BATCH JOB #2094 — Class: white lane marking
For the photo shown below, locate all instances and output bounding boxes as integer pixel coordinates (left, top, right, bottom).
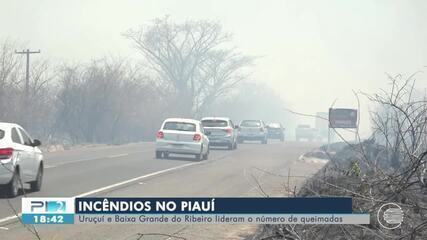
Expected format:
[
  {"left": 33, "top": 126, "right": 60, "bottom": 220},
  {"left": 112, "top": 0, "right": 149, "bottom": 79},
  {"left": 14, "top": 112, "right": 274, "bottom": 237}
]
[
  {"left": 0, "top": 226, "right": 9, "bottom": 230},
  {"left": 108, "top": 153, "right": 129, "bottom": 158},
  {"left": 0, "top": 214, "right": 20, "bottom": 225},
  {"left": 76, "top": 161, "right": 203, "bottom": 197},
  {"left": 0, "top": 160, "right": 204, "bottom": 225}
]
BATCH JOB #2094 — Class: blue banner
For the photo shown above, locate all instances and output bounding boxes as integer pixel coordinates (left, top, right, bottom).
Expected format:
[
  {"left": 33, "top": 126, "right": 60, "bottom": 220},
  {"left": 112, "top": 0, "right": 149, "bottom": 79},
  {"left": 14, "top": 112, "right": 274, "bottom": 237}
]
[{"left": 75, "top": 197, "right": 352, "bottom": 214}]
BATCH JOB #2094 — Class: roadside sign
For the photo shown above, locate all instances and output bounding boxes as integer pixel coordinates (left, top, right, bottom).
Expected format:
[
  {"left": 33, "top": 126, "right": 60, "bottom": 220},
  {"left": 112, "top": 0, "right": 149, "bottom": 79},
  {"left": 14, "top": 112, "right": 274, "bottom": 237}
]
[{"left": 329, "top": 108, "right": 357, "bottom": 129}]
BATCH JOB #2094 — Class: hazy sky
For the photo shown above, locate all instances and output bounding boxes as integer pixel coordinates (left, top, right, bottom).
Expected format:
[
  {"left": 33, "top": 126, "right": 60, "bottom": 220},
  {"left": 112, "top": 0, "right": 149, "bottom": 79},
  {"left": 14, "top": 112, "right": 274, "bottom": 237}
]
[{"left": 2, "top": 0, "right": 427, "bottom": 137}]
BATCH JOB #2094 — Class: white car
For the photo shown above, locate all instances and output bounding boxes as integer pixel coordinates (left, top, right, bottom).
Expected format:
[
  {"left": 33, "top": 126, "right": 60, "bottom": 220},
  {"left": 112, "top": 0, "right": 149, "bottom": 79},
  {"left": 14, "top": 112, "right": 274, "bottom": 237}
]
[
  {"left": 0, "top": 122, "right": 43, "bottom": 197},
  {"left": 155, "top": 118, "right": 210, "bottom": 160}
]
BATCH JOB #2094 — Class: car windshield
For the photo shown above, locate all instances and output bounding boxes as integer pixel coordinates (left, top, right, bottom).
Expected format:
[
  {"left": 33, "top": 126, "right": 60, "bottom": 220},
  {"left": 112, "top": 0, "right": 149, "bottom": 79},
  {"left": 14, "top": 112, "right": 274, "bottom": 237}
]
[
  {"left": 202, "top": 120, "right": 228, "bottom": 127},
  {"left": 163, "top": 122, "right": 196, "bottom": 132},
  {"left": 0, "top": 129, "right": 4, "bottom": 140},
  {"left": 240, "top": 120, "right": 261, "bottom": 127}
]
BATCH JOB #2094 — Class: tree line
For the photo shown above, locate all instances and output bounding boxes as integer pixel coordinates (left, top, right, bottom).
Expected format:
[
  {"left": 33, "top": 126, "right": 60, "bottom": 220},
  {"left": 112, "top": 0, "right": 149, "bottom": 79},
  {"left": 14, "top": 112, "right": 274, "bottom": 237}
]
[{"left": 0, "top": 18, "right": 290, "bottom": 144}]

◆ **Exercise objective**:
The pictures alone are to be left out when the data above is copied; all else must match exactly.

◆ **Response to the exercise**:
BATCH JOB #2094 — Class: white lane marking
For the photo shown below, locate all instances and output bounding boxes as integer pixel coordinates (left, top, right, bottom).
Expected format:
[
  {"left": 33, "top": 126, "right": 60, "bottom": 220},
  {"left": 112, "top": 0, "right": 149, "bottom": 79},
  {"left": 14, "top": 112, "right": 274, "bottom": 237}
]
[
  {"left": 0, "top": 226, "right": 9, "bottom": 230},
  {"left": 108, "top": 153, "right": 129, "bottom": 158},
  {"left": 0, "top": 214, "right": 20, "bottom": 225},
  {"left": 76, "top": 161, "right": 203, "bottom": 197},
  {"left": 0, "top": 160, "right": 204, "bottom": 225}
]
BATCH JOB #2094 — Class: blue banner
For the photo shown above, locate all instances and output bounding boxes as integer pixel coordinates (left, top, right, bottom).
Expected format:
[
  {"left": 33, "top": 126, "right": 60, "bottom": 220},
  {"left": 112, "top": 0, "right": 149, "bottom": 79},
  {"left": 14, "top": 112, "right": 274, "bottom": 237}
]
[{"left": 75, "top": 197, "right": 352, "bottom": 214}]
BATCH JOB #2094 — Class: roadside sign
For the photo shown above, locate all instances and output bounding boxes as integer pixel coordinates (left, top, right, bottom).
Expected format:
[
  {"left": 33, "top": 126, "right": 60, "bottom": 220},
  {"left": 112, "top": 0, "right": 149, "bottom": 79},
  {"left": 14, "top": 112, "right": 274, "bottom": 237}
]
[{"left": 329, "top": 108, "right": 357, "bottom": 129}]
BATCH JOB #2094 — Class: hazy sky
For the photo shown above, locate all instances and output bounding boxes as integer pixel coordinates (left, top, right, bottom).
Expected format:
[
  {"left": 33, "top": 126, "right": 60, "bottom": 220},
  {"left": 112, "top": 0, "right": 149, "bottom": 79},
  {"left": 14, "top": 112, "right": 274, "bottom": 237}
]
[{"left": 2, "top": 0, "right": 427, "bottom": 137}]
BATCH JOB #2094 — Class: white car
For the photo shown above, locate all instances and output bounding boxes as integer pixel coordinates (left, top, right, bottom).
Expected format:
[
  {"left": 33, "top": 126, "right": 60, "bottom": 220},
  {"left": 112, "top": 0, "right": 149, "bottom": 79},
  {"left": 14, "top": 112, "right": 274, "bottom": 237}
]
[
  {"left": 0, "top": 122, "right": 43, "bottom": 197},
  {"left": 155, "top": 118, "right": 210, "bottom": 160}
]
BATCH JOB #2094 — Class: car windshield
For the photo shown above, locate all instances and output bounding boxes as integer pixel coordinates (left, top, right, bottom).
Expected format:
[
  {"left": 33, "top": 126, "right": 60, "bottom": 220},
  {"left": 112, "top": 0, "right": 149, "bottom": 79},
  {"left": 14, "top": 112, "right": 274, "bottom": 237}
]
[
  {"left": 202, "top": 120, "right": 228, "bottom": 127},
  {"left": 163, "top": 122, "right": 196, "bottom": 132},
  {"left": 0, "top": 129, "right": 4, "bottom": 140},
  {"left": 240, "top": 120, "right": 261, "bottom": 127}
]
BATCH JOB #2094 — Class: tree line
For the photo shown above, locate all instances and output bounding boxes as integer pixel coordinates (left, top, right, bottom).
Expected format:
[
  {"left": 33, "top": 126, "right": 60, "bottom": 220},
  {"left": 112, "top": 0, "right": 149, "bottom": 79},
  {"left": 14, "top": 112, "right": 274, "bottom": 237}
]
[{"left": 0, "top": 18, "right": 290, "bottom": 144}]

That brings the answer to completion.